- [REQUIRED TASKS]
1. In the passage on RNA interference against nodavirus, what has been identified as the cause of white tail disease?
2. List every abbreviation that the passage on RNA interference against nodavirus introduces in parentheses, each with what it stands for.

RNA interference offers promising antiviral methods to minimise nodovirus outbreaks in aquaculture
Following on from the talk by Leigh Owens and the recent complementary lecture by Colin, this research used interfering RNA (RNAi) to assess its effectiveness of reducing mortality from white tail disease (WTD) in giant freshwater prawns, Macrobrachium rosenbergii, using redclaw crayfish, Cherax quadricarinatus as a model organism.
Global demand for seafood is increasing and with intensive farming comes disease. WTD has lead to mass mortalities in prawn hatcheries the world over, causing economic problems and loss in production. M. rosenbergii nodavirus (MrNV) has been identified as the causative agent of WTD and has caused 100% mortality in hatcheries within one week of the first clinical signs in the hosts.
RNAi is the sequence-specific degradation of complementary mRNA using small, functional pieces of double stranded RNA (dsRNA) to target specific genes. It has been used as an antiviral mechanism, making it possible to knock-down specific viral genes and limiting any off-target effects. This experiment targeted protein B2 of MrNV, which inhibits the degradation of viral RNA that would normally occur in the host cells. Sequence specific RNAi was therefore used to silence the production of protein B2 by degrading viral mRNA – basically an arms race between virus and host cell.

- [INFORMATION]
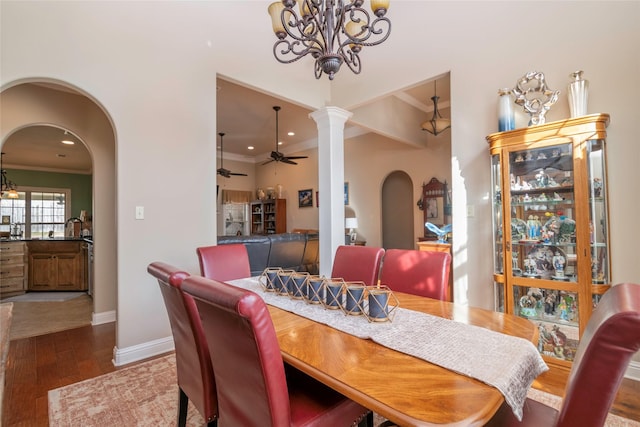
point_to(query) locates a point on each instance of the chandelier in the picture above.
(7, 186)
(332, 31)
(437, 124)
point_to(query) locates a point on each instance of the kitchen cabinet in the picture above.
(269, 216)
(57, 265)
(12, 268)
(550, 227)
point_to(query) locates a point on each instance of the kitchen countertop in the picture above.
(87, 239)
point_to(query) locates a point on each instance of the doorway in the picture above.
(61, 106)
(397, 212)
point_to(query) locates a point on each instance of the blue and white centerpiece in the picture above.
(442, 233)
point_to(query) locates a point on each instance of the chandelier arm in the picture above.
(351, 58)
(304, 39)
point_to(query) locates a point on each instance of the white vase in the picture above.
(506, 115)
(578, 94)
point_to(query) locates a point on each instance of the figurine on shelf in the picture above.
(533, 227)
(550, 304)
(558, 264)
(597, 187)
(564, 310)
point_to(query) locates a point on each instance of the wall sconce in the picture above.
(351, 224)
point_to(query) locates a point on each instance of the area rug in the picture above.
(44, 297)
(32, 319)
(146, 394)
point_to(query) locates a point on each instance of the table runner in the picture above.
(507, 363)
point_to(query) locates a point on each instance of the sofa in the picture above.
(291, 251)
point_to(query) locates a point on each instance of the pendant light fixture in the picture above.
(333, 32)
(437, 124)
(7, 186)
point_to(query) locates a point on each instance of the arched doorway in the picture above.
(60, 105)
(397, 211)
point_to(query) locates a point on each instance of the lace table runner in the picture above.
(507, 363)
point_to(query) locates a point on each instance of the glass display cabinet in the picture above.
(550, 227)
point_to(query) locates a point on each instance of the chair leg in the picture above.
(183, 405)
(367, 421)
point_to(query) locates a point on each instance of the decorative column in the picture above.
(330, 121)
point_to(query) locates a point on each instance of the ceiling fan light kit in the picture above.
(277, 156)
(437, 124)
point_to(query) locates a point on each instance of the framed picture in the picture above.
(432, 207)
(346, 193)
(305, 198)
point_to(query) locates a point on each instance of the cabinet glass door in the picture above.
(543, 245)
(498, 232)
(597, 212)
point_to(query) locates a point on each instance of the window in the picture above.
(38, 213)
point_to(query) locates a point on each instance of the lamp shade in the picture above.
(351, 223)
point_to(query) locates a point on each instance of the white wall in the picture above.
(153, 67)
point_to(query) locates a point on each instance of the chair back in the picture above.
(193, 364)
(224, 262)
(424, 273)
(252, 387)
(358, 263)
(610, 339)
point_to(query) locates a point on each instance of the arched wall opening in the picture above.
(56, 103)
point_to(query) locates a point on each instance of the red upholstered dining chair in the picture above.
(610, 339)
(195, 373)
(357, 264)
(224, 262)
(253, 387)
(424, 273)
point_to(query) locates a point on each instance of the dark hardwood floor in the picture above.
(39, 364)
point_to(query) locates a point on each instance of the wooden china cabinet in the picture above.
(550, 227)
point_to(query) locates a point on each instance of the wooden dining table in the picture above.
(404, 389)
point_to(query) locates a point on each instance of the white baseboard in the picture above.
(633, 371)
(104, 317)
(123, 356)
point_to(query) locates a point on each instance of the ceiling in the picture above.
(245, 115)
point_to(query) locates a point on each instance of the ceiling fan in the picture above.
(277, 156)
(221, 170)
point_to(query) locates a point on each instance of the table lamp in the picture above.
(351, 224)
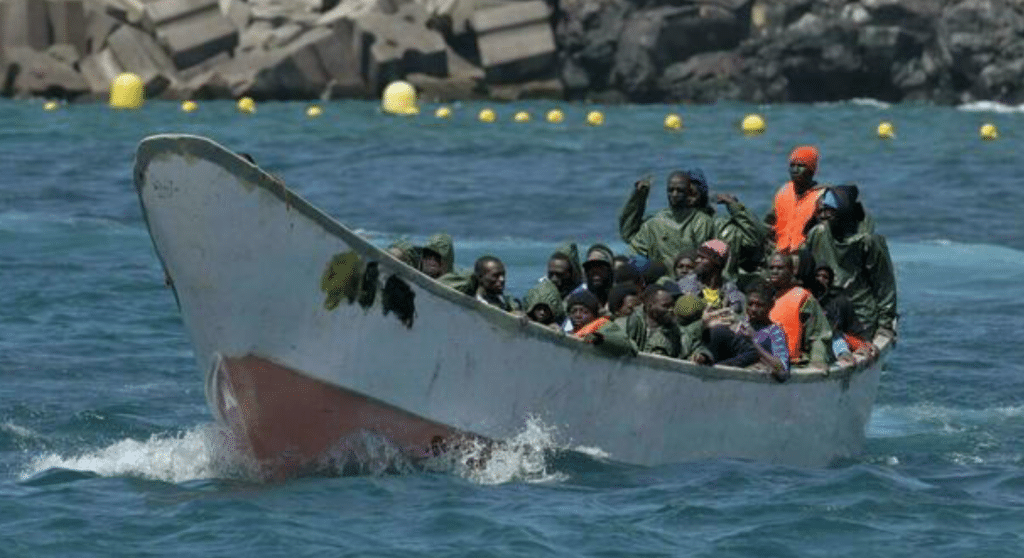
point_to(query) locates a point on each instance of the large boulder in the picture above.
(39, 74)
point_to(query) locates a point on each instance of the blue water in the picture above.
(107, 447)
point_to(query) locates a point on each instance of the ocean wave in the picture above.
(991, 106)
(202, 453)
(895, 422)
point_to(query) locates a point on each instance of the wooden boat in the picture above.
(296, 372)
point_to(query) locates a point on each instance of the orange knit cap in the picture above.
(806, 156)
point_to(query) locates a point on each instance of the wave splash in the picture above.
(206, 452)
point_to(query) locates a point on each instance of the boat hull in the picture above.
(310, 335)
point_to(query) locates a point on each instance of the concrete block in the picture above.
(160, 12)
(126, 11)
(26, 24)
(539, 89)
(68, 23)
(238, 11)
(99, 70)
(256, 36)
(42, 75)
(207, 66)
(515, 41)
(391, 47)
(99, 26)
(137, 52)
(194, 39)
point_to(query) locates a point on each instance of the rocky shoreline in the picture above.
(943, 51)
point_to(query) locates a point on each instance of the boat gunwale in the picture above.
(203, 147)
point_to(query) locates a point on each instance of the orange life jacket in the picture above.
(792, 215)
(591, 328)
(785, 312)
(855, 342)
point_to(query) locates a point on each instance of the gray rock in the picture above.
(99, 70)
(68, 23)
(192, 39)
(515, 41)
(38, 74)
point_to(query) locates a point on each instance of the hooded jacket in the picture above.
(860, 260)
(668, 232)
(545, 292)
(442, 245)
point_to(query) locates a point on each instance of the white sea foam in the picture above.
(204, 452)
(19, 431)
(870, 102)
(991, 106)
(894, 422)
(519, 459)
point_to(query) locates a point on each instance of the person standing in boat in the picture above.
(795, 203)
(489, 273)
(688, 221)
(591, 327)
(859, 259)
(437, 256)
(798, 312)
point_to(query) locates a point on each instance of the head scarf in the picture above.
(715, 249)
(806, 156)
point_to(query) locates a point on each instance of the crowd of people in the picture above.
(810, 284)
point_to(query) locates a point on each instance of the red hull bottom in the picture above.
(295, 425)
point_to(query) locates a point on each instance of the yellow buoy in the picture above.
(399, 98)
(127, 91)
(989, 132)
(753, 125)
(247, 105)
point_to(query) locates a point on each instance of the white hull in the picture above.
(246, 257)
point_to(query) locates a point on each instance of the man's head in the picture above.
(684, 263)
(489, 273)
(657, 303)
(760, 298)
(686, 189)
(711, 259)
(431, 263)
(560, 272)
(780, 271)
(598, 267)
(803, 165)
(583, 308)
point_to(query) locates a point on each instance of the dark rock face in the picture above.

- [RESPONSES PER TASK]
1. M. rosenbergii nodavirus (MrNV)

2.
- RNAi: interfering RNA
- WTD: white tail disease
- MrNV: M. rosenbergii nodavirus
- dsRNA: double stranded RNA